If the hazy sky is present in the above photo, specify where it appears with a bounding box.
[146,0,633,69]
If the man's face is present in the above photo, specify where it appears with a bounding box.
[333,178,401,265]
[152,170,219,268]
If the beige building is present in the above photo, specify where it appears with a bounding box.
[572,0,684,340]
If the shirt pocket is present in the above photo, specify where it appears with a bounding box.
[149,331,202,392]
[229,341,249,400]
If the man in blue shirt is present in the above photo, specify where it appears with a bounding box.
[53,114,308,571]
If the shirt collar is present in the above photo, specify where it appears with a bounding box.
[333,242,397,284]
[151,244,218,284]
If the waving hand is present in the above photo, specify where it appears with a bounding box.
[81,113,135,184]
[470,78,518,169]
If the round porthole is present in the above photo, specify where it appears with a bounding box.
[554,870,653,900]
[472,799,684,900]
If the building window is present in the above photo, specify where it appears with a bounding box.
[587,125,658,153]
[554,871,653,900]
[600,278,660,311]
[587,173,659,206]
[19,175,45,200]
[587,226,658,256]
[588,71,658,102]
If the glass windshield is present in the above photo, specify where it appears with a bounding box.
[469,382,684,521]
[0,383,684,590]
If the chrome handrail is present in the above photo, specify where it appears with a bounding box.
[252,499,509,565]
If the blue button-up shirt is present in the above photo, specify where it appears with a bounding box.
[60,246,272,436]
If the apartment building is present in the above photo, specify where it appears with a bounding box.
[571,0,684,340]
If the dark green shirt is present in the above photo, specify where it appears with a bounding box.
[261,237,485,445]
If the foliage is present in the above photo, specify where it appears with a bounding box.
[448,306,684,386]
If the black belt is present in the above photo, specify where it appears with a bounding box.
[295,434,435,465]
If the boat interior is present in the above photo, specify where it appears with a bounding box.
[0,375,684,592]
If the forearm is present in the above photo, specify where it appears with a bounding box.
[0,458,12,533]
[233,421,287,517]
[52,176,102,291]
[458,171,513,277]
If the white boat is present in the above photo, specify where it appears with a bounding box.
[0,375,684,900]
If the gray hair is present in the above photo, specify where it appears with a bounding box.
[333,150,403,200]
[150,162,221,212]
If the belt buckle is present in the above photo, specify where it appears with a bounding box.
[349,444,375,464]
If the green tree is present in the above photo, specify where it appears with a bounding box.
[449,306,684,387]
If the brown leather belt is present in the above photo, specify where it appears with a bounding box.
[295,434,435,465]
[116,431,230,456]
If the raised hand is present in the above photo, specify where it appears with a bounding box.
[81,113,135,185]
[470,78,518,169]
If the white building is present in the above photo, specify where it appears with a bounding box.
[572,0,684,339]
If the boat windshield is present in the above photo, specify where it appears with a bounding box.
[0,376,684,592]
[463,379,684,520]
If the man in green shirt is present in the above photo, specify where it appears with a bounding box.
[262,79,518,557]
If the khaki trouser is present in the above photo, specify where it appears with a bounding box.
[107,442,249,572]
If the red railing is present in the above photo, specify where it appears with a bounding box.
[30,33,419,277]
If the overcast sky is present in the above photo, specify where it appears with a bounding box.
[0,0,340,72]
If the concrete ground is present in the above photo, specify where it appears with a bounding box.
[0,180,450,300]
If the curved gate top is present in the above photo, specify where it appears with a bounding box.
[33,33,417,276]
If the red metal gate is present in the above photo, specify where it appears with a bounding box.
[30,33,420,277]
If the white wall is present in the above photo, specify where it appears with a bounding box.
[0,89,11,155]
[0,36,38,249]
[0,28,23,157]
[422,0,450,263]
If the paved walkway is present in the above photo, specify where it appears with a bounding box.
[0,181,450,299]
****
## Short problem
Copy the material above verbatim, starting at the line that contains "If the black" and ending with the line that contains "[572,0,684,339]", including both of those lines.

## Expected answer
If the black belt is present in the above photo, specify where it appears with a bounding box.
[295,434,435,465]
If the boat interior is present in the above photo, specify where it appears with a bounding box.
[0,375,684,592]
If the forearm is present in the above photo, specify where it appears with a bounding box.
[0,458,12,533]
[233,421,287,517]
[52,176,102,291]
[458,171,513,277]
If the white boat is present in the above photo, specify where it appears with a bounding box.
[0,375,684,900]
If the gray hair is present in the above photo, specify where it appears with a bounding box.
[333,150,403,200]
[150,162,221,212]
If the belt buckle is present in the above photo, specify where it appears with a bounding box.
[349,444,375,464]
If the green tree is present in the above photo, specify where it appears with a bounding box.
[449,306,684,387]
If the brown leather belt is present in the above photo, specify where it appears with a bounding box.
[295,434,435,465]
[116,431,230,456]
If the raised hand is present in the above photo, specify where it appears with a bounding box.
[81,113,135,185]
[470,78,518,169]
If the white building is present in the above photo, specify where it appears with a bounding box.
[572,0,684,339]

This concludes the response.